[Data listing]
┌──

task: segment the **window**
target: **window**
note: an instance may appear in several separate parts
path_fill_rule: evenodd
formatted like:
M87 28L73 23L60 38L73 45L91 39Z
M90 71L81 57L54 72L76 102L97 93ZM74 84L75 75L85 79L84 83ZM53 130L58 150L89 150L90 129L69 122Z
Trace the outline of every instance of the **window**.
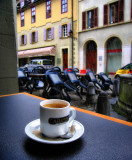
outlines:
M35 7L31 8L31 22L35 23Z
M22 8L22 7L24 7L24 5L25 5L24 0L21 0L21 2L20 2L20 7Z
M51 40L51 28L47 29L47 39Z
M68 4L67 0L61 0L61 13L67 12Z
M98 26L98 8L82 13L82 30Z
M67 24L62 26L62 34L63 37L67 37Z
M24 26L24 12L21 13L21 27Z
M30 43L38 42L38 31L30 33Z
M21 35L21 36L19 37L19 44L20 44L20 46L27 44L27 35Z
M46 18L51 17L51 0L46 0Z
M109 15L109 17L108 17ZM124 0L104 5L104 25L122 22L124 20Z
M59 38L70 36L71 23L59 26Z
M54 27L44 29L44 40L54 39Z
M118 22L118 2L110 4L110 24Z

└──
┌──

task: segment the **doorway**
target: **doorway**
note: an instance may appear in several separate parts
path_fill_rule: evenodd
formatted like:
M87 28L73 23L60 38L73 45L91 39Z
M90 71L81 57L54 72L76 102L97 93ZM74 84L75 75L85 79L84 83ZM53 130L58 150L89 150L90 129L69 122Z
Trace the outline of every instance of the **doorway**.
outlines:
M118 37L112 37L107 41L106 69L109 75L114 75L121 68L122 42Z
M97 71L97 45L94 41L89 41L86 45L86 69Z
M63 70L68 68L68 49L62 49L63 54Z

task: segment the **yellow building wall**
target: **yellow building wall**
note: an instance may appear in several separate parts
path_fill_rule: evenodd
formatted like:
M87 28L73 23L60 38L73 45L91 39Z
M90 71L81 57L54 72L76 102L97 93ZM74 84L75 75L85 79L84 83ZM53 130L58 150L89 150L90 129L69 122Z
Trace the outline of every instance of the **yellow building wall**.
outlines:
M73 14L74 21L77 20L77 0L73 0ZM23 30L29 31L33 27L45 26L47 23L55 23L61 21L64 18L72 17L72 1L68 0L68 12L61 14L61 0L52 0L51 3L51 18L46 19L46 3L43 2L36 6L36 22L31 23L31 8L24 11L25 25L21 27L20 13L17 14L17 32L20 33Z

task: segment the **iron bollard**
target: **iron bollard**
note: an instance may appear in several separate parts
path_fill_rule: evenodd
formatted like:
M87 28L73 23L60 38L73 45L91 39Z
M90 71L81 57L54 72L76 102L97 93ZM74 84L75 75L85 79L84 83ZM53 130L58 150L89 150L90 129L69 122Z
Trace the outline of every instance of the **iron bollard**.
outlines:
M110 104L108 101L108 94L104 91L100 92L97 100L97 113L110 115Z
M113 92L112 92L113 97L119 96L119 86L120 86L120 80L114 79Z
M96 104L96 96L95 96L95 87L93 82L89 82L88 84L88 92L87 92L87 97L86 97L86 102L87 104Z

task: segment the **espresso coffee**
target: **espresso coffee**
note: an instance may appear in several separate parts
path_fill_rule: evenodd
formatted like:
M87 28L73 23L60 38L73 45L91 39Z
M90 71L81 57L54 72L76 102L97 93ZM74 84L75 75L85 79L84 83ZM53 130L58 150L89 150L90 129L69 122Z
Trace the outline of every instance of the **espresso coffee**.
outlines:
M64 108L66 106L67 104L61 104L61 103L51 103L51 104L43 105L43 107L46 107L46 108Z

└──

Goal -
Update the lines starting at "task: segment the **doorway**" and ending at "M63 70L68 68L68 49L62 49L63 54Z" so that "doorway" becomes "entrance", leaving everything else unchanged.

Task response -
task: segment the **entrance**
target: **entrance**
note: an instance may appear in several separate parts
path_fill_rule: evenodd
formatted like:
M87 28L73 23L60 38L73 45L91 39Z
M90 71L81 57L54 72L76 102L97 93ZM74 84L75 75L85 79L84 83ZM53 130L58 150L89 150L90 129L69 122Z
Trace the outline of every instance of the **entrance**.
outlines:
M118 37L112 37L107 41L106 69L109 75L114 75L121 68L122 42Z
M97 71L97 45L94 41L89 41L86 45L86 69Z
M63 70L68 68L68 49L62 49L63 54Z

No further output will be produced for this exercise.